(Data extracted from a collection)
● ● ● ● ● ● ●
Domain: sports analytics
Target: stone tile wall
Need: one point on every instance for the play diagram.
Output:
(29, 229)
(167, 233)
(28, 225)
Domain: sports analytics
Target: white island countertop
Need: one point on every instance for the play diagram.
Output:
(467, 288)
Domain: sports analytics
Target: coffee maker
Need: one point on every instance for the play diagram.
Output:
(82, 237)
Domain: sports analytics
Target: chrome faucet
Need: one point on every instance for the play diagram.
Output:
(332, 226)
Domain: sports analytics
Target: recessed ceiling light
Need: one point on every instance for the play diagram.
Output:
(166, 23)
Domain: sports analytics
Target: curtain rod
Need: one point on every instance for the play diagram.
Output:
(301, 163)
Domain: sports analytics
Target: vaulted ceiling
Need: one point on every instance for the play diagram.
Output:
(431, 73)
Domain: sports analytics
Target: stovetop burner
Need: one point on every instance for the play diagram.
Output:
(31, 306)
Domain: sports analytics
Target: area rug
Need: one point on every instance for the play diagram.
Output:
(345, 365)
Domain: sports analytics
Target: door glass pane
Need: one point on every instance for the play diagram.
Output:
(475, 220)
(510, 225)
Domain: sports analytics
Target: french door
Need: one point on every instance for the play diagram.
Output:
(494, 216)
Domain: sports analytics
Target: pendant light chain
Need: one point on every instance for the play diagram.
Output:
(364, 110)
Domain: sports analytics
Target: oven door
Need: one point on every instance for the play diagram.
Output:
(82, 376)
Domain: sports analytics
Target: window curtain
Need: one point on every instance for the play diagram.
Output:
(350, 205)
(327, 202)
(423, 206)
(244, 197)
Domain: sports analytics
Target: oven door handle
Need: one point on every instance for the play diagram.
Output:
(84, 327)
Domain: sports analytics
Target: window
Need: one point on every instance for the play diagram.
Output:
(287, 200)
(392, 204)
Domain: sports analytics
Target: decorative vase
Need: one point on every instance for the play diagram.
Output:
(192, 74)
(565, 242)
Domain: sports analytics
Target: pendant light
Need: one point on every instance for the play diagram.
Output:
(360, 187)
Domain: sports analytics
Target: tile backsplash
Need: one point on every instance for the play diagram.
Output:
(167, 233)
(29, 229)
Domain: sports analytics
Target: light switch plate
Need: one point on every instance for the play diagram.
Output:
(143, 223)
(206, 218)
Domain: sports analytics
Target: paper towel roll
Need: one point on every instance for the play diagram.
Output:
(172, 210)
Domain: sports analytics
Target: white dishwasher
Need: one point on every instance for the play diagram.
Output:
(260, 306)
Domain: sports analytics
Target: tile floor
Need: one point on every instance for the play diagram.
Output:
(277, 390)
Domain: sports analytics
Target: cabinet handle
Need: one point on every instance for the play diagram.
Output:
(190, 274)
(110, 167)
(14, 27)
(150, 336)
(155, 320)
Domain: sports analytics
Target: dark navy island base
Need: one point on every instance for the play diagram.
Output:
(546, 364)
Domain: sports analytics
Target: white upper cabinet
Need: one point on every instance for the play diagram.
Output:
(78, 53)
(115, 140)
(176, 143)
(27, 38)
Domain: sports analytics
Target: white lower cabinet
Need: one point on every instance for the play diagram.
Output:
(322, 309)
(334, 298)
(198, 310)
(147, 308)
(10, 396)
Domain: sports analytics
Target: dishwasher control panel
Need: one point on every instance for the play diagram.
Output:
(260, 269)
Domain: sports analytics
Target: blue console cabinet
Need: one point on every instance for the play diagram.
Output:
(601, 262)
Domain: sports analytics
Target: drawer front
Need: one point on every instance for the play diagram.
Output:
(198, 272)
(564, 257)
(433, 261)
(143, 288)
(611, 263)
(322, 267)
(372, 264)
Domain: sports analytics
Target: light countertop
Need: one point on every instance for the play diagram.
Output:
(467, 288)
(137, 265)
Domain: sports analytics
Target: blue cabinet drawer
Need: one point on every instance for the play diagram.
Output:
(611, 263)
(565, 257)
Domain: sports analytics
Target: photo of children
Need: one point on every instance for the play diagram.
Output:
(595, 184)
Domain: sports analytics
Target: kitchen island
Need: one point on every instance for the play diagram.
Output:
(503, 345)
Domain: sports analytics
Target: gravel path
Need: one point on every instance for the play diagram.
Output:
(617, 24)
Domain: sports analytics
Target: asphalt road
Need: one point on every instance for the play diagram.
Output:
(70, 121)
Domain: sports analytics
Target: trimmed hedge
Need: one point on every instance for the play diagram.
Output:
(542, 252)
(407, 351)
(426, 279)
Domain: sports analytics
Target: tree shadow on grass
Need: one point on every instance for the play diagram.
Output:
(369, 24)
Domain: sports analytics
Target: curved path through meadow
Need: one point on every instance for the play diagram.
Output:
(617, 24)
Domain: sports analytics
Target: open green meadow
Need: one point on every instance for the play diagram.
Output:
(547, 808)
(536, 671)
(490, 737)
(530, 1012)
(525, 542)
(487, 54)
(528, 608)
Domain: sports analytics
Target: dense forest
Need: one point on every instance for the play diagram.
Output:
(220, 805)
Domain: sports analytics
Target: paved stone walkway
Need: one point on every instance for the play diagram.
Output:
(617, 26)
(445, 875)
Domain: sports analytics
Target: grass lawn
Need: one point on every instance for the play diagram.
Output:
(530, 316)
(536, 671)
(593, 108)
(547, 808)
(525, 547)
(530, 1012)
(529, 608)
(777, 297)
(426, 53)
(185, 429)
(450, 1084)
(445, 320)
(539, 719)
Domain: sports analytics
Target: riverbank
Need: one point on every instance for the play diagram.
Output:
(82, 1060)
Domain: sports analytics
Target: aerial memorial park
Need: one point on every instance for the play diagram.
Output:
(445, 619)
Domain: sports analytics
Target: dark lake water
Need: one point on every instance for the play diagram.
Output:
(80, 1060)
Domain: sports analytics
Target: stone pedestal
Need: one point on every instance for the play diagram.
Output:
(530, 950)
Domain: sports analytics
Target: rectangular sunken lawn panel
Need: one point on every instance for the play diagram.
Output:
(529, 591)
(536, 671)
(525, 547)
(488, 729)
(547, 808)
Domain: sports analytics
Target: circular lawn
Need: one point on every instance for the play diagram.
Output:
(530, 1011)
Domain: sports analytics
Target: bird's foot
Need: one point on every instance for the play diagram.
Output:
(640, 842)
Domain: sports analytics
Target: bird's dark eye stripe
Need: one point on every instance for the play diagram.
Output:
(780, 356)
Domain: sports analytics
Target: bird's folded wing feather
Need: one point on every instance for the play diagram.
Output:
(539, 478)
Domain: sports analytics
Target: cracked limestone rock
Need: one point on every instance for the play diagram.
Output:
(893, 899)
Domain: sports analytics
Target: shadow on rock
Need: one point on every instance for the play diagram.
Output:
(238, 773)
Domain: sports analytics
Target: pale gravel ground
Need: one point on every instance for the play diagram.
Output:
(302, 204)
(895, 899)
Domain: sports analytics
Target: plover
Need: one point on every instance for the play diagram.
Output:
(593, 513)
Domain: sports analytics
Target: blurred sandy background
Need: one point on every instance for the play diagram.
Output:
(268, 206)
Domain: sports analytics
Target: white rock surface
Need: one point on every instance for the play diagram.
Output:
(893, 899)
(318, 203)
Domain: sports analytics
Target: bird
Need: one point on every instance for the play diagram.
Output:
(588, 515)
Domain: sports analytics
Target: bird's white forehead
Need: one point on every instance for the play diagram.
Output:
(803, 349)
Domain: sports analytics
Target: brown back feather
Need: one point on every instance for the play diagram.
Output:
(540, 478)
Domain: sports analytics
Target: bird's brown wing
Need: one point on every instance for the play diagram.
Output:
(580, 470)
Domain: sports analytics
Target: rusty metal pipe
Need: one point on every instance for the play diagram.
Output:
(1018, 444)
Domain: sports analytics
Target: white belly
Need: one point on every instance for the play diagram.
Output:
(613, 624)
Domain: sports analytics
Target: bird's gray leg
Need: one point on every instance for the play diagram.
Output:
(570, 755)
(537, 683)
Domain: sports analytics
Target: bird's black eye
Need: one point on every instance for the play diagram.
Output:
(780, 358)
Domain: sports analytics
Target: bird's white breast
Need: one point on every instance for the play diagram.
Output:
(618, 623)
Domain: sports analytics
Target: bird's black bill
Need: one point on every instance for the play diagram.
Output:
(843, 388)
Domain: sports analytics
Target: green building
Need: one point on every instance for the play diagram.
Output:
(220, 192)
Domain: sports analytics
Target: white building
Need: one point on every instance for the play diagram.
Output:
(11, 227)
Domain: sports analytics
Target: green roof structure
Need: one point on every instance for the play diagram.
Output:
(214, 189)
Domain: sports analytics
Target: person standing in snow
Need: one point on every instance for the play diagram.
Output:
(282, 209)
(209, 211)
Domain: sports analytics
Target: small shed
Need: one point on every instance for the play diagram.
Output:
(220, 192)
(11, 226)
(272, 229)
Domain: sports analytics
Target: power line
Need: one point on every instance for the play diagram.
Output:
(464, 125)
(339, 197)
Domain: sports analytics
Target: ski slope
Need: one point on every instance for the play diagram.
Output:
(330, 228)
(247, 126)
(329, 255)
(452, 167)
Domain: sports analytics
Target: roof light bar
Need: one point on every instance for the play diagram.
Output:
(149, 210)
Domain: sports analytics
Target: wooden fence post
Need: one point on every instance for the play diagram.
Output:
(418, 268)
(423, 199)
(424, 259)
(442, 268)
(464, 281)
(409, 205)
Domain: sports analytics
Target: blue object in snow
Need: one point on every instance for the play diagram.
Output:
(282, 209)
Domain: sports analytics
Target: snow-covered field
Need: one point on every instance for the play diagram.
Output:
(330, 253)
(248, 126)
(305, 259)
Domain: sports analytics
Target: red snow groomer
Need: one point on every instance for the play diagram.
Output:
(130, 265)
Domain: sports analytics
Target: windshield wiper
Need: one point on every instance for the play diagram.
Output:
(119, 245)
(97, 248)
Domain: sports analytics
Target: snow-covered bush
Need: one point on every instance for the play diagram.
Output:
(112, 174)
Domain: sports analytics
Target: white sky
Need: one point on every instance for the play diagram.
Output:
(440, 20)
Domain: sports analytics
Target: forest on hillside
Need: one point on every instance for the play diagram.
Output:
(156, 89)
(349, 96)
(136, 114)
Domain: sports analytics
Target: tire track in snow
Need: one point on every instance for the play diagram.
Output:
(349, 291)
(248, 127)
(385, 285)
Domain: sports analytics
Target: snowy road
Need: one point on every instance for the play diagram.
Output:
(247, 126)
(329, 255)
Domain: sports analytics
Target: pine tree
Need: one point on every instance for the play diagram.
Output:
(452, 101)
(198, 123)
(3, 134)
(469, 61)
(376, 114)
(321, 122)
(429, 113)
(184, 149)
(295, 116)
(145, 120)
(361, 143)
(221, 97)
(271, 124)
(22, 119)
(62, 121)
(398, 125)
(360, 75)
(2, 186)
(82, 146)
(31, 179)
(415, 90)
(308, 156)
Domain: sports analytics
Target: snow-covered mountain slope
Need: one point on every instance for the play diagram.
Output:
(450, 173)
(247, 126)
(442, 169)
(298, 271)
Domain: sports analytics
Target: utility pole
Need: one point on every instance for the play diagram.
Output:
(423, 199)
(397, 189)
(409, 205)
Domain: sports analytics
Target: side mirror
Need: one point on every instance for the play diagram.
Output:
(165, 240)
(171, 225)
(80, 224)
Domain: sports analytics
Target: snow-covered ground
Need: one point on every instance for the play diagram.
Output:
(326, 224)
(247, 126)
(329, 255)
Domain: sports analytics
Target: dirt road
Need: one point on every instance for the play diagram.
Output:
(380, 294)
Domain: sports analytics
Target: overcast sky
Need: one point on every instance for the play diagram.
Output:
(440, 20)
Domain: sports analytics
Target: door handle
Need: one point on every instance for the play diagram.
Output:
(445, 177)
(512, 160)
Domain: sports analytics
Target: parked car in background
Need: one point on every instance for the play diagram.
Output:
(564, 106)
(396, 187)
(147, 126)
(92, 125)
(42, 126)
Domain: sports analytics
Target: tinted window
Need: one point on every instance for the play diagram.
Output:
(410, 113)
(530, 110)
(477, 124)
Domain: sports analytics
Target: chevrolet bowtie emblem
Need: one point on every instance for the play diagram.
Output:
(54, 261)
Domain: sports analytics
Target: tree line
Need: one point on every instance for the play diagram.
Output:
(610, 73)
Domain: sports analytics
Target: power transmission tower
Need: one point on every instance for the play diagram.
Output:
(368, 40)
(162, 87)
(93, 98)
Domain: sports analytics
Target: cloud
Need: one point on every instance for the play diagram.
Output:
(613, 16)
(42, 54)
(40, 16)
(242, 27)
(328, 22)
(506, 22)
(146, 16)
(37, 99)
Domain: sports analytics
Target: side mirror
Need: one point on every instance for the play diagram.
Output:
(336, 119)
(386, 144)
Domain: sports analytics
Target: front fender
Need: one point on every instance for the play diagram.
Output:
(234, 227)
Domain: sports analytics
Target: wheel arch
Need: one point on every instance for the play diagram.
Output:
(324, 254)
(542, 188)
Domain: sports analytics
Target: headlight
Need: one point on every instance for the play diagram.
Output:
● ● ● ● ● ● ●
→ YOUR GOAL
Find the word "green" in the records and pull out each line that has it.

→ WRITTEN ANSWER
Target: open green meadow
Target: green building
Target: green roof structure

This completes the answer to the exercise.